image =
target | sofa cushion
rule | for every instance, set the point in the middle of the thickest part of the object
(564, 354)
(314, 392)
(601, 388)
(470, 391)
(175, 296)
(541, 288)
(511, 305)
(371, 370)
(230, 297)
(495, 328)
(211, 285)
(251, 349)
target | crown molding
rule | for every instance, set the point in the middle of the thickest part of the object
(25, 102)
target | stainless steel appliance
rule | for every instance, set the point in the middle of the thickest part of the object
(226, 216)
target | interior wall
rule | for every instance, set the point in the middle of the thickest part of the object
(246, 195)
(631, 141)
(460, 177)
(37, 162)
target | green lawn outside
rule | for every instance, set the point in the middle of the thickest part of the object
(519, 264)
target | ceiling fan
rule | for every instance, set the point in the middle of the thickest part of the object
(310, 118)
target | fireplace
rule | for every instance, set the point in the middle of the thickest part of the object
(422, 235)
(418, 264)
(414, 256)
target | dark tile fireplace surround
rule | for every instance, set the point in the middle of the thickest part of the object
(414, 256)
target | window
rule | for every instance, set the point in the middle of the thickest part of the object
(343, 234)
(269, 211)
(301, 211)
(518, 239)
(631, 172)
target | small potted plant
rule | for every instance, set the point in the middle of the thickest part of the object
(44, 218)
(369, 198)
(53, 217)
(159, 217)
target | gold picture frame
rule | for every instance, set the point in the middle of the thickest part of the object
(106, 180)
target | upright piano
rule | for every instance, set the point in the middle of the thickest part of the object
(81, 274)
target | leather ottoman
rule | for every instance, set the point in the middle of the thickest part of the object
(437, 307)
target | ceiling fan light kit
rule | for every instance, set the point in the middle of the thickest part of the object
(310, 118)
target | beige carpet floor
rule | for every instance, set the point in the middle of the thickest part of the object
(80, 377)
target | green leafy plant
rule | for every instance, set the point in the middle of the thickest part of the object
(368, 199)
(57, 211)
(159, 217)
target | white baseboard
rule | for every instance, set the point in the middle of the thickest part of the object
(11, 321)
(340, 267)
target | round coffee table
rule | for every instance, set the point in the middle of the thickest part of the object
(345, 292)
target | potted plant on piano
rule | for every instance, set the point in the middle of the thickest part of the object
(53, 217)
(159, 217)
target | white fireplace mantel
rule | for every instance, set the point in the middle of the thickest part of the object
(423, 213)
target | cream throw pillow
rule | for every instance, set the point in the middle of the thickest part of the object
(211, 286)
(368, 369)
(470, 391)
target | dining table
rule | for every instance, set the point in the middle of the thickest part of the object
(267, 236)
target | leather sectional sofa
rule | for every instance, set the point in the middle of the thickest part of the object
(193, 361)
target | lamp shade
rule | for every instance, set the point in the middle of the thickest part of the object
◇ ◇ ◇ ◇ ◇ ◇ ◇
> _EXERCISE INSTRUCTIONS_
From the records above, extract every line exactly as it stands.

> _EXPECTED ANSWER_
image =
target | sofa cushion
rule | for every instance, set the point in the middle of the thickest part of the object
(564, 354)
(314, 392)
(601, 388)
(470, 391)
(175, 296)
(541, 288)
(511, 305)
(371, 370)
(230, 297)
(495, 328)
(211, 285)
(251, 349)
target | crown molding
rule | for every instance, set the point in the middle of the thickest part of the object
(25, 102)
target | stainless steel appliance
rule | for every instance, set the point in the middle of the thickest part of the object
(226, 216)
target | interior wall
rule | for every instance, set the point in the middle of the thickest part of the object
(246, 195)
(631, 141)
(460, 177)
(37, 162)
target | green lawn outside
rule | for every instance, set the point in the middle of the thickest part of the object
(519, 264)
target | ceiling fan
rule | for every instance, set the point in the middle of the thickest part of the object
(310, 118)
target | fireplace
rule | for every instance, set the point in the middle of the thickest part of the object
(422, 235)
(418, 264)
(414, 256)
target | dark tile fireplace surround
rule | for every instance, set the point in the middle of the thickest part of the object
(414, 256)
target | window
rule | for every instance, set the point in the middle of the thickest part of the object
(343, 234)
(269, 211)
(301, 211)
(518, 239)
(631, 172)
target | small potted plant
rule | for every instance, set the point in the middle of the thickest part of the object
(44, 218)
(369, 198)
(53, 217)
(159, 217)
target | gold picture frame
rule | for every instance, set the point in the middle of the thickest part of the object
(106, 180)
target | upright piano
rule | for every instance, set the point in the middle of the thickest part of the object
(81, 274)
target | leather ottoman
rule | for every instance, set the point in the middle of the thickest part of the object
(437, 307)
target | ceiling fan light kit
rule | for every instance, set the point in the middle of the thickest part of the object
(310, 118)
target | beige carpet floor
rule | for every instance, set the point in the middle of the thickest part of the object
(80, 377)
target | green leafy plant
rule | for every instance, set the point in the middle of the thickest part of the object
(368, 199)
(57, 211)
(159, 217)
target | white baseboard
rule | for every instance, set the point in the middle of the thickest part of the object
(11, 321)
(340, 267)
target | round coffee table
rule | for every instance, set the point in the middle of the thickest part of the object
(345, 292)
target | potted plant on piano
rule | for every instance, set the point in the middle of the thickest part of the object
(53, 217)
(159, 217)
target | white fireplace mantel
rule | for every instance, set the point in the middle of the thickest part of the object
(423, 213)
target | cream throw pillow
rule | for every instance, set the point in the middle of the thickest part of the object
(211, 286)
(368, 369)
(470, 391)
target | dining table
rule | for every instance, set the point in the middle of the thickest part of the object
(267, 236)
target | leather sectional sofa
rule | for every instance, set the point in the middle of the thickest part of the object
(193, 361)
target | lamp shade
rule | for every instance, set the point in the middle of the thickest part of the object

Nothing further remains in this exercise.